Items from a data source
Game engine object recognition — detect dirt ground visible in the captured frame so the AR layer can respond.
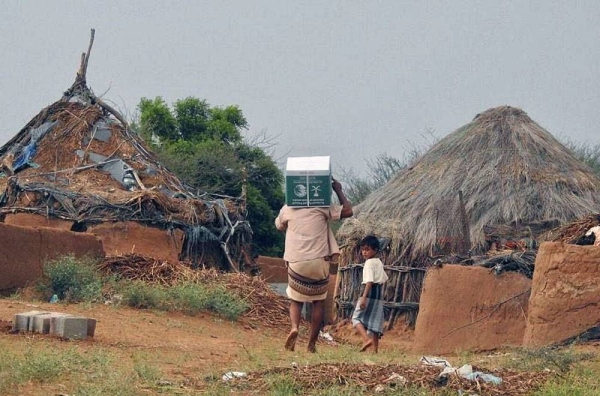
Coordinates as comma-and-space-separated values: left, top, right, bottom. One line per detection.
1, 297, 598, 395
0, 298, 283, 370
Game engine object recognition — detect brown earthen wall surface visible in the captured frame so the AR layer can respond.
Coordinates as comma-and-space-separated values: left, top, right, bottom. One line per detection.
413, 265, 531, 354
524, 242, 600, 347
4, 213, 74, 230
0, 223, 105, 291
88, 221, 184, 263
257, 256, 287, 283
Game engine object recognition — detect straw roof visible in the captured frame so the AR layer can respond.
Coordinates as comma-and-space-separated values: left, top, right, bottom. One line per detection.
0, 31, 248, 269
338, 106, 600, 265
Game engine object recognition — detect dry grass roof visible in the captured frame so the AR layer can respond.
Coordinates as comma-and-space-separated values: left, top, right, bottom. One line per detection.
339, 106, 600, 264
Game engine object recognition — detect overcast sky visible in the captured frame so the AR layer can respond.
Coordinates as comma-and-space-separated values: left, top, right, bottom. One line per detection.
1, 1, 599, 176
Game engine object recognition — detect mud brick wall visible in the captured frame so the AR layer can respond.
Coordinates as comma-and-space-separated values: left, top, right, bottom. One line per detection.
257, 255, 287, 283
88, 221, 184, 263
0, 223, 104, 291
524, 242, 600, 347
413, 265, 531, 354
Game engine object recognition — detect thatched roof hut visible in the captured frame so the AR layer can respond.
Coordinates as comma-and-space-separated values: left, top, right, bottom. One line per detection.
0, 31, 250, 271
335, 106, 600, 327
339, 105, 600, 265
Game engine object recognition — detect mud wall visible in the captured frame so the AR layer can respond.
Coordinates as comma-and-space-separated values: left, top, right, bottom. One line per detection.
4, 213, 74, 230
88, 221, 184, 263
257, 256, 287, 283
0, 223, 105, 292
413, 265, 531, 354
524, 242, 600, 347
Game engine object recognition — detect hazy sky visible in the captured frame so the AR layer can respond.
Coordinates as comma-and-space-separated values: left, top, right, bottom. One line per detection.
1, 1, 599, 176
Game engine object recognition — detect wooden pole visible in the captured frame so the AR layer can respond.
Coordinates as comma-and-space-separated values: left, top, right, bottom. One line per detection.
458, 190, 471, 255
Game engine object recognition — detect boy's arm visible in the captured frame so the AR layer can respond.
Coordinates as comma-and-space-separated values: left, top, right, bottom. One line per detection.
359, 282, 373, 309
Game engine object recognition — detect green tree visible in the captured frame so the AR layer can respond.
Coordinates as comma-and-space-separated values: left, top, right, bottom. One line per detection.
138, 97, 178, 142
173, 97, 210, 141
136, 96, 284, 257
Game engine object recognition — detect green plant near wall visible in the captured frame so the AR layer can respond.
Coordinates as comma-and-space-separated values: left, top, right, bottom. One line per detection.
37, 255, 104, 302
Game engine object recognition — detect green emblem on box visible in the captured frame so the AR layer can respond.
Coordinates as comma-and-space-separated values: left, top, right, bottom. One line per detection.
285, 156, 332, 207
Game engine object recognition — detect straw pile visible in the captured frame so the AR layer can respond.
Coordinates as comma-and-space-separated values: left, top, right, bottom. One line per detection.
338, 106, 600, 266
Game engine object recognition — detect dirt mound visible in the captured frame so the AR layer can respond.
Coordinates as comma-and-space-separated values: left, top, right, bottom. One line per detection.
414, 265, 531, 354
524, 242, 600, 347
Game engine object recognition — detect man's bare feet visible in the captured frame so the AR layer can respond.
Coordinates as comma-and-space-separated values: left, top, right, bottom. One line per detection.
285, 329, 298, 351
360, 340, 373, 352
307, 343, 317, 353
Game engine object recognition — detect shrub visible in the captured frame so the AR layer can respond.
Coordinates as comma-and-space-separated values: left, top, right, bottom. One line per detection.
39, 255, 103, 303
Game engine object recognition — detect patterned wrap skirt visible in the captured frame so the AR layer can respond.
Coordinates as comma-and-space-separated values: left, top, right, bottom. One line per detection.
352, 283, 385, 336
286, 258, 330, 302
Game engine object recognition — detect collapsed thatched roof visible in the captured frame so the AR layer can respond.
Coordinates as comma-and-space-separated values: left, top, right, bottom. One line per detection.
0, 32, 248, 269
339, 106, 600, 265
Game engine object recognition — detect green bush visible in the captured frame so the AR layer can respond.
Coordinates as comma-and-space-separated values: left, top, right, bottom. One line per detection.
39, 255, 103, 303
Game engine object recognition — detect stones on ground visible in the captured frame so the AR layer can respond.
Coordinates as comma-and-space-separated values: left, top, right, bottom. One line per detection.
12, 311, 96, 339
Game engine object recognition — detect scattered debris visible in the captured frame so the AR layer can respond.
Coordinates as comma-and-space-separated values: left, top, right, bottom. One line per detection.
222, 362, 552, 395
222, 371, 247, 381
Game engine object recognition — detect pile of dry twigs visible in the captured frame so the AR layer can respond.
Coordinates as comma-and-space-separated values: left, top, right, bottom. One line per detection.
99, 254, 289, 328
228, 362, 552, 395
541, 214, 600, 244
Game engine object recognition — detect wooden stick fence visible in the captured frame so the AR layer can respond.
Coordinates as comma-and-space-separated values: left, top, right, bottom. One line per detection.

Work instructions: Beginning from the line that contains "Game engine object recognition — detect wooden stick", give each line again exactly, through the final line of the records.

Solution to the exercise:
Game engine object recognition — detect wooden stick fence visible in the captured frame so the AR layer can respond.
Coordinates as comma-and-space-separated values: left, top, right, bottom. One line per detection.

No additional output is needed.